- _SOURCE EXTRACT_:
Looking for a US-Based Phone Number for my Japanese iPhone

I'm looking for recommendations on getting a US phone number on my Japanese cell phone, via VOIP. I currently have such a thing with Skype, but their app and feature design are gratuitously stupid... just amazingly dumb.

My needs are simple... I pay a fee to get a US-based phone number, and when someone dials that number, it rings on an app on my iPhone. And using that same app, I can dial out. Voice messages a bonus.

I'd like to use Vonage's app (I've been a normal Vonage customer for a decade), but it doesn't work with Japanese phones.


All 20 comments so far, oldest first...

I am very happy with https://voice.google.com for such purposes domestically. I did not test it from an outside of the USA network connection. There may be some regulatory predicaments which will not allow Google to deliver what you want. It is free to try, though.

From what I can tell, this would give a US phone number that merely forwards to my Japanese number (so I’d still be paying roaming charges). If that’s the case, the only benefit would be the convenience of telling folks a US number, compared to trying to explain how to dial my Japanese number directly. —Jeffrey

— comment by Vlad on March 17th, 2016 at 4:36am JST (7 years, 7 months ago) comment permalink

Google Voice, if you’re not opposed to the Google-Borg.


— comment by Jacob on March 17th, 2016 at 5:22am JST (7 years, 7 months ago) comment permalink

The Google Hangouts app works with google voice over IP. I used it in England to get calls to my US google voice number.

— comment by Jacob on March 17th, 2016 at 5:47am JST (7 years, 7 months ago) comment permalink

Nope, Google Voice can “ring” the Hangout app, as well as forwarding it to other various numbers. Details: https://support.google.com/hangouts/answer/6079064?co=GENIE.Platform%3DiOS&hl=en&oco=0

I’ve given it a try, thanks. When a call comes in it seems to buzz on my Apple Watch, but not on the phone. Not ideal, but I’ll give it a try, thanks! —Jeffrey

— comment by Bill on March 17th, 2016 at 6:20am JST (7 years, 7 months ago) comment permalink

I second Google Voice. You have the option to forward a Google Voice number to any other US number (not international) but it is not required that you do so.

Object outline annotations
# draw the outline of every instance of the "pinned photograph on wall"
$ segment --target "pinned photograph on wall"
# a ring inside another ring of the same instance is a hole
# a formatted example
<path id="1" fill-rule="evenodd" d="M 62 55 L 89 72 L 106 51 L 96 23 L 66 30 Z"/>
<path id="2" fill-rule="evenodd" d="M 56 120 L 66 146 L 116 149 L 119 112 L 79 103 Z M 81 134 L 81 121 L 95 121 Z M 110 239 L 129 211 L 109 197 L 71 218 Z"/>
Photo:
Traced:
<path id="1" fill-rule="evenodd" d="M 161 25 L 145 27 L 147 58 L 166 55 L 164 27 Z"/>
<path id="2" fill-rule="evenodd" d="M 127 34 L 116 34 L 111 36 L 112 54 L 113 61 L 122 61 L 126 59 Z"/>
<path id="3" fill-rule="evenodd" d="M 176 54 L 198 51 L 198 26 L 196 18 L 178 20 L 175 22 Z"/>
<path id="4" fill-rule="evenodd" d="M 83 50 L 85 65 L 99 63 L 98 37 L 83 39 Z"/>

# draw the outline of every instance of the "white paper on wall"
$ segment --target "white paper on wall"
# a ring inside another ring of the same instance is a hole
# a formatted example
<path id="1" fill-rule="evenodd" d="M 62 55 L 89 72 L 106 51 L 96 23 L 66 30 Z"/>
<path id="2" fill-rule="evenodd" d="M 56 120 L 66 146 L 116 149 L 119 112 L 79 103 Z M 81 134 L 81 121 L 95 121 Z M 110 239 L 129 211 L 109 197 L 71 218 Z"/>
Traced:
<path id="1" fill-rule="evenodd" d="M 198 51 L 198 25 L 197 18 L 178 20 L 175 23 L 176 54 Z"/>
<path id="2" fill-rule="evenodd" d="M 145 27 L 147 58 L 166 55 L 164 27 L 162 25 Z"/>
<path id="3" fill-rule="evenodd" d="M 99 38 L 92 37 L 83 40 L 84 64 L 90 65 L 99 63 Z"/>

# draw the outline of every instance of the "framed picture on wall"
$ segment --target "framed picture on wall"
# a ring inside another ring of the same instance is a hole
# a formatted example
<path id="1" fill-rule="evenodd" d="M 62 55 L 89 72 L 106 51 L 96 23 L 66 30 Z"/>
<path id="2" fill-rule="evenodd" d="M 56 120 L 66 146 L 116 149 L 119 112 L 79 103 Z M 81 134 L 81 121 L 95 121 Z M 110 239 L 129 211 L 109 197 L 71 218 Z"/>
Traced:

- _WRITTEN TASKS_:
A: Please convert the records, starting with their first line and going on through the line containing "83 50 L 85 65", into a two-column CSV with the columns input and output. Give one row per record, putting its text and its answer each in a single quoted field with line breaks replaced by spaces.
B: Carry on the thread about getting a US phone number for a Japanese iPhone, starting right after its last sentence.
The text and the records are unrelated to each other.

- _SET OF ANSWERS_:
A:
input,output
"# draw the outline of every instance of the ""pinned photograph on wall"" $ segment --target ""pinned photograph on wall"" # a ring inside another ring of the same instance is a hole # a formatted example <path id=""1"" fill-rule=""evenodd"" d=""M 62 55 L 89 72 L 106 51 L 96 23 L 66 30 Z""/> <path id=""2"" fill-rule=""evenodd"" d=""M 56 120 L 66 146 L 116 149 L 119 112 L 79 103 Z M 81 134 L 81 121 L 95 121 Z M 110 239 L 129 211 L 109 197 L 71 218 Z""/> Photo: Traced:","<path id=""1"" fill-rule=""evenodd"" d=""M 161 25 L 145 27 L 147 58 L 166 55 L 164 27 Z""/> <path id=""2"" fill-rule=""evenodd"" d=""M 127 34 L 116 34 L 111 36 L 112 54 L 113 61 L 122 61 L 126 59 Z""/> <path id=""3"" fill-rule=""evenodd"" d=""M 176 54 L 198 51 L 198 26 L 196 18 L 178 20 L 175 22 Z""/> <path id=""4"" fill-rule=""evenodd"" d=""M 83 50 L 85 65 L 99 63 L 98 37 L 83 39 Z""/>"

B:
The Google Hangouts app on both iOS and Android will ring for incoming calls and allow you to make outgoing calls. It also supports incoming and outgoing SMS as well as voice mail that is transcribed to text.

Calls to North American numbers are free for upto 60 or 90 minutes (don’t recall) at a stretch, but there is no limit to how many calls you can make. If you get cut off, just redial. Also SMS to North American numbers are free.

Hope this helps! Been using it for years all over the world with no issues whatsoever.


Calls don’t seem to be free (the app quoted $0.03/min to call a local number), but I don’t mind paying if it actually works. Giving it a try! —Jeffrey

— comment by muppet on March 17th, 2016 at 7:17am JST (7 years, 7 months ago) comment permalink

After obtaining a phone number you can use Google Hangouts for a pure VOIP experience.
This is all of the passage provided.